SOURCE DOCUMENT:
The kingdom is on track to add 2.3 million bpd by August 2009, around 800,000 of which will be used to offset natural declines, said Nawaf Obaid, managing director of Saudi National Security Assessment Project (SNSAP).
‘All of the fields are expected to come on stream around six months earlier than initial projections,' Obaid said.
IEA in investment call
ZURICH: Oil-producing countries must invest more money in the industry to prevent prices from spiralling higher, the chief economist of the International Energy Agency said.
The countries should invest some $23 billion each year – at least 50 per cent more than they are doing now – to prevent rapidly rising demand for oil from outpacing supply, Fatih Birol told a Swiss newspaper.
Kuwait deal sought
LONDON: International companies that have already been waiting around a decade for the opening up of Kuwait’s oil reserves will have to wait at least until the end of the year, a top oil official said.
Farouk Al Zanki, head of the Kuwait Oil Company, stressed the urgency of bringing in foreign firms to help boost output at oilfields torched after the 1990 Iraq invasion. But, realistically, he said a breakthrough was unlikely until late this year.
PTT profit down
BANGKOK: PTT, Thailand's largest energy firm, reported a 16 per cent fall in quarterly earnings, hit by lower refinery and petrochemical margins. PTT posted a fourth-quarter net profit of 17.15 billion baht ($437 million), down from 20.5 billion baht a year earlier and 24 billion baht in the third quarter.
Malaysia raises petrol prices
KUALA LUMPUR: Malaysia has announced an increase in pump prices of petrol and diesel, as part of a long-term plan to trim fuel subsidies and reduce its fiscal deficit.
The price of petroleum products would not rise further this year, the Prime Minister's Department said in a statement, adding that pump prices of both petrol and diesel would rise by 30 Malaysian cents ($0.08) per litre.
Malaysia had raised pump prices of petrol and diesel at least three times since October 2004.

PROVIDED INFORMATION:
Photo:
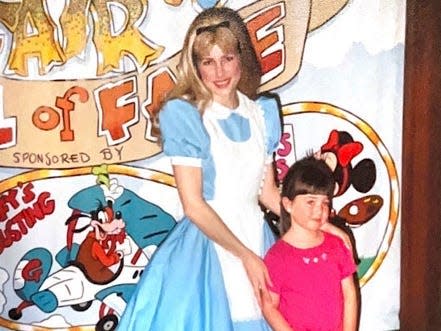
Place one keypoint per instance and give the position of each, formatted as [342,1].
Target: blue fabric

--

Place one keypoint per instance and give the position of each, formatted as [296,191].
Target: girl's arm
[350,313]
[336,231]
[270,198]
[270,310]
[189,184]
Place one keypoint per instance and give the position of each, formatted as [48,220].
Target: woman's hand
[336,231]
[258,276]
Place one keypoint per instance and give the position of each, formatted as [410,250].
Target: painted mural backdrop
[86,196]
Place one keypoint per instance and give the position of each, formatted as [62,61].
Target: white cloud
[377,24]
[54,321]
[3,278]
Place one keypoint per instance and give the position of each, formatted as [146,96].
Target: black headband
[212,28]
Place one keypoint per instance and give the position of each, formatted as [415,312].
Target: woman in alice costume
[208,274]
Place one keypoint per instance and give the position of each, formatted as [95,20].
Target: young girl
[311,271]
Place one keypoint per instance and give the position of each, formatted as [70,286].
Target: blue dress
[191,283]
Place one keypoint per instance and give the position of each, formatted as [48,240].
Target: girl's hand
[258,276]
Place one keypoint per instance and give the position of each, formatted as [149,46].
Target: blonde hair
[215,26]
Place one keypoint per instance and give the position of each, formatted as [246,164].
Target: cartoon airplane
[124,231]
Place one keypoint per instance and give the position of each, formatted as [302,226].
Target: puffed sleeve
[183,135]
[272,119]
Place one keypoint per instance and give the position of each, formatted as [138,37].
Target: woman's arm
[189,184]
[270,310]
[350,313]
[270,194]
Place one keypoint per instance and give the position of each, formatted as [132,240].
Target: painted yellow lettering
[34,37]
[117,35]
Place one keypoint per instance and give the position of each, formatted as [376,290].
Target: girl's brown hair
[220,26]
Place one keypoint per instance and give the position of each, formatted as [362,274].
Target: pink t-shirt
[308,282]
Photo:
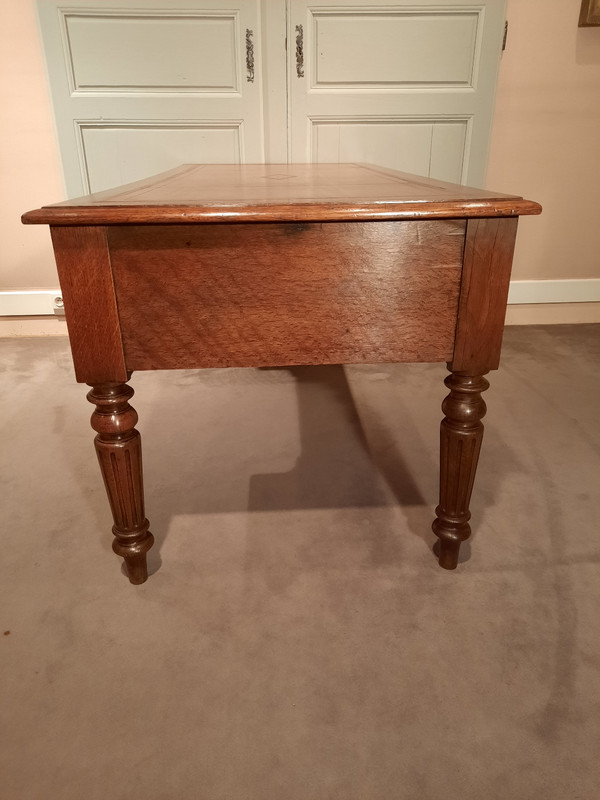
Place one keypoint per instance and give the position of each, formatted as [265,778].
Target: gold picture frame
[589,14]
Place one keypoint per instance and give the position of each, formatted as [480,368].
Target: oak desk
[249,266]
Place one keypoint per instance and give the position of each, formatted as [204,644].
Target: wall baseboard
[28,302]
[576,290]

INSTRUCTION 1:
Answer from the oil news briefs:
(a) How much money should oil-producing countries invest each year, according to Fatih Birol?
(b) What fourth-quarter net profit did PTT post?
(c) By how much per litre would Malaysian pump prices of petrol and diesel rise?
INSTRUCTION 2: Pick up the oil news briefs after their final sentence and keep writing.
The rows have no connection to the oil news briefs.

TASK RESULT 1:
(a) Some $23 billion each year.
(b) 17.15 billion baht ($437 million).
(c) 30 Malaysian cents ($0.08) per litre.

TASK RESULT 2:
Mitsubishi in Oman
MUSCAT: Oman LNG has signed a deal to supply Japan's Mitsubishi Corp with around 250,000 tonnes a year of natural gas condensates, the ONA news agency said.
Oman LNG would supply Mitsubishi with 21,000 tonnes a month of the material, which can be used as a feedstock for petrochemical plants or to make gasoline or naphtha.
Oman LNG is 51 percent government owned while Royal Dutch Shell holds 30 per cent. Other stake holders include Total, Mitsui, Mitsubishi and Itochu.
LNG cargoes sought
JAKARTA: Indonesia, the world's top LNG exporter, is seeking three liquefied natural gas (LNG) cargoes from Qatar or Oman to resell to contracted buyers as its own gas output dwindles, a Pertamina official said.
“We are seeking three cargoes because our production cannot fulfil our contract,” Pertamina’s marketing director Ari Soemarno said.
He said Pertamina had reached agreement with buyers from Japan, South Korea and Taiwan to reschedule 46 standard cargoes of LNG in 2006.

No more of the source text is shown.